• **STATED PROBLEM 1**
In the depth camera guide, list every question it poses about what a project requires when choosing a depth camera.
• **STATED PROBLEM 2**
Reproduce the part of the depth camera guide that begins with the words containing "Beginner’s guide to" and ends with "are depth cameras?".

• **PAGE EXTRACT**
------------------------------

Beginner’s guide to depth (Updated)
We talk a lot about depth technologies on the Intel® RealSense™ blog, for what should be fairly obvious reasons, but often with the assumption that the readers here know what depth cameras are, understand some of the differences between types, or have some idea of what it’s possible to do with a depth camera. This post assumes the opposite – that you know nothing and are brand new to depth. In this post, we will cover a variety of types of depth cameras, and why the differences are important, what depth cameras are, how you might get started and more.
What are depth cameras?
Standard digital cameras output images as a 2D grid of pixels. Each pixel has values associated with it – usually we think of those as Red, Green and Blue, or RGB. Each attribute has a number from 0 to 255, so black, for example, is (0,0,0) and a pure bright red would be (255,0,0). Thousands to millions of pixels together create the kind of photographs we are all very familiar with. A depth camera on the other hand, has pixels which have a different numerical value associated with them, that number being the distance from the camera, or “depth.” Some depth cameras have both an RGB and a depth system, which can give pixels with all four values, or RGBD.
The output from a depth camera can be displayed in a variety of ways – in the example below, the color image is shown side by side with the depth image, where each different color in the depth map represents a different distance from the camera. In this case, cyan is closest to the camera, and red is furthest.
It doesn’t really matter what color values the depth map uses, this is just displayed in this way to make it easy to visualize.
Types of depth camera
There are a variety of different methods for calculating depth, all with different strengths and weaknesses and optimal operating conditions. Which one you pick will almost certainly depend on what you are trying to build – how far does it need to see? What sort of accuracy do you need? Does it need to operate outdoors? Here’s a quick breakdown of camera types and roughly how each one works.
Structured Light and Coded Light
Structured light and coded light depth cameras are not identical but similar technologies. They rely on projecting light (usually infrared light) from some kind of emitter onto the scene. The projected light is patterned, either visually or over time, or some combination of the two. Because the projected pattern is known, how the sensor in the camera sees the pattern in the scene provides the depth information. For example, if the pattern is a series of stripes projected onto a ball, the stripes would deform and bend around the surface of the ball in a specific way.
If the ball moves closer to the emitter, the pattern would change too. Using the disparity between an expected image and the actual image viewed by the camera, distance from the camera can be calculated for every pixel. The Intel® RealSense™ SR300 line of devices are coded light cameras. Because this technology relies on accurately seeing a projected pattern of light, coded and structured light cameras do best indoors at relatively short ranges (depending on the power of the light emitted from the camera). Another issue with systems like this is that they are vulnerable to other noise in the environment from other cameras or devices emitting infrared. Ideal uses for coded light cameras are things like gesture recognition or background segmentation (also known as virtual green screen).

------------------------------

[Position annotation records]
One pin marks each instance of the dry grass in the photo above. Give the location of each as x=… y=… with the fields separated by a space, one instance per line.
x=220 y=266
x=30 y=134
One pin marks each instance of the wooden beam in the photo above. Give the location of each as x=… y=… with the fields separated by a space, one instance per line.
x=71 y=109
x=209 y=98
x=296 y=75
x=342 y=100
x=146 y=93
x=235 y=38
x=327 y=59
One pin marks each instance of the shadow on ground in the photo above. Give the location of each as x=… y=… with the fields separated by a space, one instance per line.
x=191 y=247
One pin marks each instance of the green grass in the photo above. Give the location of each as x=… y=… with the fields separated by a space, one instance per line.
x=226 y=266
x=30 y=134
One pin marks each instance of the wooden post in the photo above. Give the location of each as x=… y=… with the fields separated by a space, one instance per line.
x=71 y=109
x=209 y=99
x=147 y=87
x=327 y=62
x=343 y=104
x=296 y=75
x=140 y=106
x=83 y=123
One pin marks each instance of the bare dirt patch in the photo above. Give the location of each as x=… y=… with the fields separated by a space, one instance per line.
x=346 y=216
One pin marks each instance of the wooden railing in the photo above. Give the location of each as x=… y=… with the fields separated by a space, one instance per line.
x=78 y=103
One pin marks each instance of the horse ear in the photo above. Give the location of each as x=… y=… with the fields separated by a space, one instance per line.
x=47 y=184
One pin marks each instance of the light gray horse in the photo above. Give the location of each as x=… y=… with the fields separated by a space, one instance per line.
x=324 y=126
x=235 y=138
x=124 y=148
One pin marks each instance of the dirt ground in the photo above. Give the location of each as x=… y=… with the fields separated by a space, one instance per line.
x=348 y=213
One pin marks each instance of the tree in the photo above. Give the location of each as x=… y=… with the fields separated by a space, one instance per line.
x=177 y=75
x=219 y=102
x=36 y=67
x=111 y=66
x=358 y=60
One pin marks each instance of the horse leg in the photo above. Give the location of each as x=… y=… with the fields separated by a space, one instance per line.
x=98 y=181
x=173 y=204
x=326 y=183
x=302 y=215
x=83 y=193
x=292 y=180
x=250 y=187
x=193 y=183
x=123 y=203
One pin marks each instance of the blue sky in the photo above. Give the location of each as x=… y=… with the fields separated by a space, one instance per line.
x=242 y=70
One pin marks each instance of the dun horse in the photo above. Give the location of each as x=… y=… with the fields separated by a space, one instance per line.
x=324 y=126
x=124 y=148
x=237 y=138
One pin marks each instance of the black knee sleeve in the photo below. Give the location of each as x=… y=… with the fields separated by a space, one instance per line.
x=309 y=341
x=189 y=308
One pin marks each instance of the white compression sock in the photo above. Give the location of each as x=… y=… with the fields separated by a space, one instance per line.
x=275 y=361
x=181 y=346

------------------------------

• **EXPECTED ANSWER 1**
- How far does it need to see?
- What sort of accuracy do you need?
- Does it need to operate outdoors?

• **EXPECTED ANSWER 2**
Beginner’s guide to depth (Updated)
We talk a lot about depth technologies on the Intel® RealSense™ blog, for what should be fairly obvious reasons, but often with the assumption that the readers here know what depth cameras are, understand some of the differences between types, or have some idea of what it’s possible to do with a depth camera. This post assumes the opposite – that you know nothing and are brand new to depth. In this post, we will cover a variety of types of depth cameras, and why the differences are important, what depth cameras are, how you might get started and more.
What are depth cameras?